→ **Texto para leer**
◆ ◆ ◆

El retiro de los investigadores de la Universidad de California en el Occidente de México coincidió en el tiempo con la promulgación de la Ley Federal sobre Monumentos y Zonas Arqueológicos (1972), la cual otorgó al inah la responsabilidad de proteger, investigar y difundir el patrimonio arqueológico e histórico de todo el país. La creación de los primeros centros regionales fue el paso inicial para cumplir semejante mandato. El Centro Regional de Occidente fue el primer organismo que intentó cubrir las necesidades de preservación e investigación del patrimonio en Jalisco, Nayarit y Colima, siendo hacia 1984 cuando se estableció finalmente una delegación del inah en este estado. El mismo año en que el entonces Departamento de Registro Público impulsó el Proyecto Atlas Arqueológico Nacional, a fin de contar con un inventario confiable que diera cuenta de los sitios arqueológicos existentes en el país, su estado de conservación, sus riesgos en términos de afectación por infraestructura diversa y su relevancia acorde con la información que podría otorgar para el conocimiento de su región (Velázquez Morlet, 2009: 265).
Los trabajos del Atlas Arqueológico realizado para Colima sólo alcanzaron a concretarse en su primera fase. La verificación en campo de posibles sitios detectados a partir de fotografías aéreas llevó al registro de 278 sitios, de los cuales 93% presentó algún tipo de afectación. Si bien no se completaron en su totalidad los objetivos planteados por el proyecto, los resultados significaron una fotografía del estado que guardaban los remanentes arqueológicos en un periodo en el cual se sucedió un sensible incremento demográfico en las diversas poblaciones del valle de Colima. Esta variable fue determinante en la manera en la cual se llevó a cabo la investigación arqueológica en esta región a lo largo de los últimos 25 años: el salvamento arqueológico.
La mancha urbana de la zona metropolitana de Colima-Villa de Álvarez ha crecido desde principios de este siglo a tasas muy elevadas (entre 6.38 y 7.24%) debido a múltiples factores, entre los que sobresalen la desaparición de las actividades agrícolas tradicionales y la introducción de las tierras de cultivo a una economía de mercado que procuró la especulación inmobiliaria y con ello el despegue de la industria de la construcción. El cambio de uso de suelo que se sucedió en los antiguos ejidos favoreció la implementación de estrategias de rescate y salvamento arqueológicos destinadas a recuperar aquellos materiales y contextos que nos ilustraran sobre la dinámica de las poblaciones humanas que se asentaron en el valle de Colima a lo largo del tiempo.
Si bien los rescates y salvamentos arqueológicos son una forma de investigación, requieren un abordaje distinto al de los proyectos de investigación de largo aliento. En estos últimos existen objetivos centrales cuya resolución precisa de exploraciones en lugares establecidos de antemano y elegidos a partir de características y propuestas teóricas específicas. En el caso de los salvamentos, los objetivos de investigación suelen ser deductivos, acorde con la índole de contextos e información derivados de un espacio trabajado al azar de una necesidad de intervención emergente. Otra de las diferencias a resaltar es que los proyectos de investigación suelen generar, a lo largo de su desarrollo, productos académicos como ponencias, artículos y libros de investigación. En el caso de los salvamentos y rescates los productos finales suelen quedar en forma de reportes e informes y pocas veces alcanzan a ser presentados como artículos de investigación.

◆ ◆ ◆

Registros de una colección:

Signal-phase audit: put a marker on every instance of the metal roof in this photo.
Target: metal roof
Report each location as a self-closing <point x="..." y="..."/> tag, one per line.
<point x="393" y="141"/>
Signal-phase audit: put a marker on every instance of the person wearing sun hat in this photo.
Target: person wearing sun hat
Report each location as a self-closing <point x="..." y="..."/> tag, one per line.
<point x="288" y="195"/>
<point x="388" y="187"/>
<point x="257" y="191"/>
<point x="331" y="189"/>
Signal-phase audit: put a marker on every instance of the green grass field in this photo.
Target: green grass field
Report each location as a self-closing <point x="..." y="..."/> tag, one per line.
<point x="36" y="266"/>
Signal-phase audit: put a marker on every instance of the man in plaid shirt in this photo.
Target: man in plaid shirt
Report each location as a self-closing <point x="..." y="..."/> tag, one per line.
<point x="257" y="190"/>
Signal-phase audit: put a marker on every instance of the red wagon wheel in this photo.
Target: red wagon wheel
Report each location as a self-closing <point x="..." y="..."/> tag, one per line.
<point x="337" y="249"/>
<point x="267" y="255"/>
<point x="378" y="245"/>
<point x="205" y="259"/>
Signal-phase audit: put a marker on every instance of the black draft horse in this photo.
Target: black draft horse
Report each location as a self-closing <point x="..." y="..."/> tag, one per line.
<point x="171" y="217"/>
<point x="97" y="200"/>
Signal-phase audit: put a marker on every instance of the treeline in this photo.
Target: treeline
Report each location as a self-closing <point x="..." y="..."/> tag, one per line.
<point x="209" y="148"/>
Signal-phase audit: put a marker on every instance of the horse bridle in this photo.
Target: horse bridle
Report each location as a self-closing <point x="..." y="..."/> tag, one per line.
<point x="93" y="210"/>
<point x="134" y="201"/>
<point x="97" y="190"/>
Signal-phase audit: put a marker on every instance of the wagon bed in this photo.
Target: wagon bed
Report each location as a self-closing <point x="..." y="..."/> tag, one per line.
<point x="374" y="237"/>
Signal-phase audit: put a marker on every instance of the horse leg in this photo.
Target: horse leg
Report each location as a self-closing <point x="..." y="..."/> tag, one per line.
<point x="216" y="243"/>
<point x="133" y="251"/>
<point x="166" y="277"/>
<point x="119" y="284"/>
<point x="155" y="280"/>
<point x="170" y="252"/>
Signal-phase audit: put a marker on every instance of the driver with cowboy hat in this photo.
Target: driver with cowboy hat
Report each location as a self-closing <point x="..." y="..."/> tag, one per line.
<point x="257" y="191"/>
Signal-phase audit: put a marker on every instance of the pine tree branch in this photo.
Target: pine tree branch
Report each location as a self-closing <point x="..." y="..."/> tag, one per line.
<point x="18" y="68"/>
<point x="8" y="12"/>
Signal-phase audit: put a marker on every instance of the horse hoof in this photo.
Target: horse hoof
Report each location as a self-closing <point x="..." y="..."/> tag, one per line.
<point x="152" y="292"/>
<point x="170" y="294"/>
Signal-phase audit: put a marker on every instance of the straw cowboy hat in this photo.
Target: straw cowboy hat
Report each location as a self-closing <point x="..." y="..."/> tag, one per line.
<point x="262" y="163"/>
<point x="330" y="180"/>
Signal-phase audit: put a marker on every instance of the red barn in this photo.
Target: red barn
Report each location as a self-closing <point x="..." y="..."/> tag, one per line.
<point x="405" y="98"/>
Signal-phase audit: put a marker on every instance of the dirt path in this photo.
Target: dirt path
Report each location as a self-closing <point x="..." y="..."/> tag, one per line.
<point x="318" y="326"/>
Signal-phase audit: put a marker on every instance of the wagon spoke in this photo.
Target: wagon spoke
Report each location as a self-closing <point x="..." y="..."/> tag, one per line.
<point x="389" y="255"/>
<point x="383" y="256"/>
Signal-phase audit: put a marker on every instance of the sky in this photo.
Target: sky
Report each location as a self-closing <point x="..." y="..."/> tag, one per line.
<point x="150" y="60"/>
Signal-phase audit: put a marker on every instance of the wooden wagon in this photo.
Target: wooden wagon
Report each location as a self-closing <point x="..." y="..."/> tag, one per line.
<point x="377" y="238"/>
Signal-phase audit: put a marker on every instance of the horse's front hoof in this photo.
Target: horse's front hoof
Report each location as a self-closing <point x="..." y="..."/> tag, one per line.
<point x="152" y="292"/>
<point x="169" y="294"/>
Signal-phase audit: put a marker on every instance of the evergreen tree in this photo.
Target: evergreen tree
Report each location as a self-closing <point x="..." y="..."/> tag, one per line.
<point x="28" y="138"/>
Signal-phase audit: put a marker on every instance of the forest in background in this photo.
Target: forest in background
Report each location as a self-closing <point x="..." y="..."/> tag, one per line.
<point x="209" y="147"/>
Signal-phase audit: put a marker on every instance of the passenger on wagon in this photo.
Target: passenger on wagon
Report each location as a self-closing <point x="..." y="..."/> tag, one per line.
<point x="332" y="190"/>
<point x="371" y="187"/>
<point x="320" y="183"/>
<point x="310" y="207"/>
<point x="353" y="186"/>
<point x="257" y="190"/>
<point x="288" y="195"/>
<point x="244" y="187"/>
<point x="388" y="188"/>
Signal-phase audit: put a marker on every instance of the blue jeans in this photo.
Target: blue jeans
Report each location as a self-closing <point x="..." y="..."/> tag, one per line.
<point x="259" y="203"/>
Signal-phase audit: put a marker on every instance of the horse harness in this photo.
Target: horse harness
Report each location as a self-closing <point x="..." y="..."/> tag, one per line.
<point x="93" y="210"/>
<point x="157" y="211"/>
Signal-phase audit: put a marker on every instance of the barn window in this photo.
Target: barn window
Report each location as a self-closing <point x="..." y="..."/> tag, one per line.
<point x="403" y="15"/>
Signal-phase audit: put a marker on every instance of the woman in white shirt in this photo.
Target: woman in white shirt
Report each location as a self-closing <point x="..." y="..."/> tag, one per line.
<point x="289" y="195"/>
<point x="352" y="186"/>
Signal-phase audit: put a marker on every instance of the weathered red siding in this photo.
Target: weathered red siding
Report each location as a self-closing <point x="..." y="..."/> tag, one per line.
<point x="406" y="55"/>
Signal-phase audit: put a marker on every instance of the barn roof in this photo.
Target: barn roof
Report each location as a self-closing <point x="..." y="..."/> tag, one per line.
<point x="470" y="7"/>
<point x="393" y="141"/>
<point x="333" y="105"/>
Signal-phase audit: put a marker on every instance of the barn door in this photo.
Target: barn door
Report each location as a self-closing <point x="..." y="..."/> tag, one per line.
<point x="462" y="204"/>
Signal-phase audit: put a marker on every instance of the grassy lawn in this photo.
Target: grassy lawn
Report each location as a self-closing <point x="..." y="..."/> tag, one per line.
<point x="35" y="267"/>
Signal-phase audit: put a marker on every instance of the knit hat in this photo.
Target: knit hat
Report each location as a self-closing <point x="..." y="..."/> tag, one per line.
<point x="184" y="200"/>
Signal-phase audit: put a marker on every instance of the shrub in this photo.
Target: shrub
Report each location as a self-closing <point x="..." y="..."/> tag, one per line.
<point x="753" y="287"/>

◆ ◆ ◆

→ **Objetivo 1**
Transcribe sin cambios el fragmento del texto sobre la arqueología en Colima desde "Los trabajos del" hasta "el salvamento arqueológico.".
→ **Objetivo 2**
Según el texto sobre la arqueología en Colima, ¿cuántos sitios se registraron durante la verificación en campo del Atlas Arqueológico realizado para Colima?

→ **Resultado 1**
Los trabajos del Atlas Arqueológico realizado para Colima sólo alcanzaron a concretarse en su primera fase. La verificación en campo de posibles sitios detectados a partir de fotografías aéreas llevó al registro de 278 sitios, de los cuales 93% presentó algún tipo de afectación. Si bien no se completaron en su totalidad los objetivos planteados por el proyecto, los resultados significaron una fotografía del estado que guardaban los remanentes arqueológicos en un periodo en el cual se sucedió un sensible incremento demográfico en las diversas poblaciones del valle de Colima. Esta variable fue determinante en la manera en la cual se llevó a cabo la investigación arqueológica en esta región a lo largo de los últimos 25 años: el salvamento arqueológico.

→ **Resultado 2**
Se registraron 278 sitios.